EXERCISE PROMPT: From the first line to the last, copy the data exactly.

===============

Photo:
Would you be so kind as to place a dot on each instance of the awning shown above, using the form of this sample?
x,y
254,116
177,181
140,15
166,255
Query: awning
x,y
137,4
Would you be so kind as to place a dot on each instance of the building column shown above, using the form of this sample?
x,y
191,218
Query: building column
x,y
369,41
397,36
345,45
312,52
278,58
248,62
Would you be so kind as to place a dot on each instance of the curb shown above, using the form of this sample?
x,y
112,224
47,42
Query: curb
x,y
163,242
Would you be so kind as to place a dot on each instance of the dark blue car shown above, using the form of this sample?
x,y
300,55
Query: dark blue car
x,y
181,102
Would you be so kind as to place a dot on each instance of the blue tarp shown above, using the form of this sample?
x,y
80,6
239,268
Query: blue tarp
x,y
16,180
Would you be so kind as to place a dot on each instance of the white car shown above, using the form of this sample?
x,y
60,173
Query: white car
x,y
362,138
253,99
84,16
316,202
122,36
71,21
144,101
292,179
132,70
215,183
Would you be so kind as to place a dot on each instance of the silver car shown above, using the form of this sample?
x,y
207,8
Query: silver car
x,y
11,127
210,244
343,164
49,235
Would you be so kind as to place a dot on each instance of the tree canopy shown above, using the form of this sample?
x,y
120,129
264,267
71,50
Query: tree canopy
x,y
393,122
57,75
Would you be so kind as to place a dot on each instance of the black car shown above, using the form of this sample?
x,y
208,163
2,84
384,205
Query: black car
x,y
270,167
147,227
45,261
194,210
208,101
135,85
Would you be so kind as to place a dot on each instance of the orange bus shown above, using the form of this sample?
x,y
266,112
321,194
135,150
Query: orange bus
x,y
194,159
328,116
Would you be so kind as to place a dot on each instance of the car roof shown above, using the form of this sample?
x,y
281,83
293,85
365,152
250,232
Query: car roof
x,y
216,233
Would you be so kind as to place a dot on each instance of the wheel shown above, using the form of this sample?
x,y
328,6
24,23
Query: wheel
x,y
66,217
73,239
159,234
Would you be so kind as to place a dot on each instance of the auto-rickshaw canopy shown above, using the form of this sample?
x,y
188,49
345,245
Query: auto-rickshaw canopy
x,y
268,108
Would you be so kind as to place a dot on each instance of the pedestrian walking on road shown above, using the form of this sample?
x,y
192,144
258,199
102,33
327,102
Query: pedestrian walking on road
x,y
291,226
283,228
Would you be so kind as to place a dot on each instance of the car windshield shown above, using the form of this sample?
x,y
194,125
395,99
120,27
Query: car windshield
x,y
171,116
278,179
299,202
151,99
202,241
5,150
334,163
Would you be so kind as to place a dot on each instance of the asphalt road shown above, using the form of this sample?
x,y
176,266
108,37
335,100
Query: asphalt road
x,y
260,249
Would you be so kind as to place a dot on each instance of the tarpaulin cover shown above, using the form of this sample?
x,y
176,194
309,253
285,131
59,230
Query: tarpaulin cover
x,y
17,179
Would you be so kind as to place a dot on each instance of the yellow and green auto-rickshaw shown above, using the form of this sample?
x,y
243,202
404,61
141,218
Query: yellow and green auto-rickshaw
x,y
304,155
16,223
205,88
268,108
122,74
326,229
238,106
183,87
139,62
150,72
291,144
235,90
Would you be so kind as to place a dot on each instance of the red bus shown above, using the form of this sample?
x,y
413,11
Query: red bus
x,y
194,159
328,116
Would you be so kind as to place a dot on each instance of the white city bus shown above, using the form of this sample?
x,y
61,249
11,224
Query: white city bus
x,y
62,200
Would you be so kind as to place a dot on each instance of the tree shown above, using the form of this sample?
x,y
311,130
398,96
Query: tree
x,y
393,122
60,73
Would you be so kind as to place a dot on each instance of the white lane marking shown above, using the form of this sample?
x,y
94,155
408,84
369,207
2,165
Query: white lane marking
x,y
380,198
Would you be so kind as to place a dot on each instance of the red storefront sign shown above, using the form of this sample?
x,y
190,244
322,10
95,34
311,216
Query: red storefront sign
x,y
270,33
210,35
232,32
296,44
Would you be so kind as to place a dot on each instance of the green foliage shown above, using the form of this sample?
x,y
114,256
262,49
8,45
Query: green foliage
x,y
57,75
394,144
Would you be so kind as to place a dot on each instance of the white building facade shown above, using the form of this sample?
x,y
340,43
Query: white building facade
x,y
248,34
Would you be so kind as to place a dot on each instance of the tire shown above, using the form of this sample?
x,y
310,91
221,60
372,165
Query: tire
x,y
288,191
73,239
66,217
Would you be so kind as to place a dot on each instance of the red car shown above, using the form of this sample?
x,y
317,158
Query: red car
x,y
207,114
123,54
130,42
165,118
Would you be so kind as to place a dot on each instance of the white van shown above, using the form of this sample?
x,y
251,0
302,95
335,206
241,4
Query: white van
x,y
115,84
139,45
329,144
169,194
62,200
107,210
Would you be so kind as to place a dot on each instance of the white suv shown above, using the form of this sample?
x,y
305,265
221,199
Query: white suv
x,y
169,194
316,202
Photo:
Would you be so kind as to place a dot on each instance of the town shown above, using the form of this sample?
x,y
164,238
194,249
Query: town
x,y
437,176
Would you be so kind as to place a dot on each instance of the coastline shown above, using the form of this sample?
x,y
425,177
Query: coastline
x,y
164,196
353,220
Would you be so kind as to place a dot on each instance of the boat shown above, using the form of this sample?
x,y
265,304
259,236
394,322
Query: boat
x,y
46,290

===============

EXPECTED ANSWER:
Photo:
Would you be so kind as to place a dot on each instance of the awning shown above, using the form of this sample?
x,y
254,116
177,181
140,15
166,255
Query: awning
x,y
137,4
Would you be so kind as to place a dot on each instance of the building column shown above, using the form of this sample?
x,y
191,218
Query: building column
x,y
369,41
397,36
345,45
312,52
278,58
248,62
Would you be so kind as to place a dot on each instance of the curb shown above, using the form of this sample?
x,y
112,224
47,42
Query: curb
x,y
163,242
Would you be so kind as to place a dot on each instance of the dark blue car shown above, using the form of this sample?
x,y
300,55
Query: dark blue car
x,y
181,102
Would you be so kind as to place a dot on each instance of the blue tarp shown above, using the form of this sample?
x,y
80,6
239,268
Query: blue tarp
x,y
16,180
Would you be so kind as to place a dot on each instance of the white car shown above, using the form of this sample?
x,y
60,173
Query: white car
x,y
362,138
253,99
84,16
316,202
122,36
71,21
144,101
292,179
132,70
215,183
Would you be so kind as to place a dot on each instance of the silver car shown above, using the form of this sample?
x,y
207,8
Query: silver car
x,y
11,127
210,244
343,164
49,235
Would you be so kind as to place a dot on each instance of the tree canopy shown above, using the form of this sample?
x,y
120,129
264,267
71,50
Query: tree canopy
x,y
393,122
57,75
Would you be so kind as to place a dot on each instance of the black car shown above, using the form of this sample?
x,y
208,163
2,84
384,205
Query: black car
x,y
270,167
147,227
45,261
194,210
208,101
135,85
Would you be so kind as to place a dot on each instance of the orange bus shown above, using the form of this sample?
x,y
266,112
321,194
135,150
Query: orange bus
x,y
194,159
328,116
Would you be so kind as to place a dot on each instance of the car roof shown above, using the form of this sample?
x,y
281,83
293,85
365,152
250,232
Query: car roof
x,y
216,233
Would you be so kind as to place a dot on each instance of the wheel shown above, using the form of this sample?
x,y
328,6
24,23
Query: wheel
x,y
66,217
73,239
159,234
Would you be so kind as to place a dot on each instance of the auto-rickshaw canopy shown above, using the form of this sample?
x,y
188,49
345,245
Query: auto-rickshaw canopy
x,y
268,108
Would you be so kind as to place a dot on each instance of the pedestrian walking on road shown above, using the form of this sample?
x,y
192,144
258,199
102,33
327,102
Query: pedestrian walking on road
x,y
291,226
283,228
Would you be so kind as to place a dot on each instance of the car windshield shown above, using the form of this sample?
x,y
194,125
395,99
120,27
Query: car windshield
x,y
171,116
278,179
299,202
151,99
202,241
5,150
334,163
Would you be so kind as to place a dot on each instance of the asphalt road shown above, using the form of this sample?
x,y
176,266
108,37
335,100
Query: asphalt road
x,y
260,249
Would you be so kind as to place a dot on each instance of the tarpaulin cover shown above, using the form of this sample?
x,y
176,194
309,253
285,131
59,230
Query: tarpaulin cover
x,y
17,179
Would you be so kind as to place a dot on each instance of the yellow and green auto-rickshaw shown above, using the form of this sample?
x,y
243,202
404,61
141,218
Query: yellow and green auto-rickshaw
x,y
304,155
16,223
205,88
268,108
122,74
326,229
238,106
183,87
139,62
150,72
291,144
235,90
Would you be so kind as to place a dot on each instance of the red bus shown above, using the form of this sample?
x,y
413,11
Query: red bus
x,y
194,159
328,116
Would you be so kind as to place a dot on each instance of the white city bus shown above, using the form of this sample?
x,y
61,249
11,224
Query: white city bus
x,y
62,200
Would you be so kind as to place a dot on each instance of the tree shown above, using the form of this sample?
x,y
311,130
398,96
Query: tree
x,y
393,122
60,73
Would you be so kind as to place a dot on each instance of the white lane marking shown above, using the form of this sample?
x,y
94,155
408,84
369,207
2,165
Query: white lane marking
x,y
380,198
Would you be so kind as to place a dot on each instance of the red storefront sign shown above, using the form of this sample?
x,y
190,244
322,10
95,34
311,216
Query: red storefront sign
x,y
270,33
210,35
232,32
296,44
Would you be so kind as to place a dot on each instance of the green foliage shown above, using the form of this sample?
x,y
114,256
262,49
8,45
Query: green foliage
x,y
57,75
394,144
Would you be so kind as to place a dot on each instance of the white building facade shown above, using the form of this sample?
x,y
340,43
Query: white building facade
x,y
248,34
Would you be so kind as to place a dot on each instance of the tire shown above, using the form of this sample?
x,y
310,91
221,60
372,165
Query: tire
x,y
288,191
73,239
66,217
Would you be so kind as to place a dot on each instance of the red car shown above, using the form of this sample?
x,y
317,158
Query: red car
x,y
207,114
123,54
130,42
165,118
Would you be so kind as to place a dot on each instance of the white van shown above, using the form of this sample?
x,y
251,0
302,95
335,206
241,4
Query: white van
x,y
115,84
139,45
329,144
169,194
62,200
107,210
Would you be so kind as to place a dot on each instance of the white suv shown above, using the form of this sample?
x,y
305,265
221,199
Query: white suv
x,y
169,194
316,202
Photo:
Would you be so kind as to place a dot on each instance of the town shown above, using the form of this sample?
x,y
164,238
194,249
Query: town
x,y
437,176
Would you be so kind as to place a dot on each instance of the coastline shown above, using the form of this sample?
x,y
425,177
Query: coastline
x,y
164,196
353,220
Would you be so kind as to place a dot on each instance of the boat shown above, using the form of this sample?
x,y
265,304
259,236
394,322
Query: boat
x,y
46,290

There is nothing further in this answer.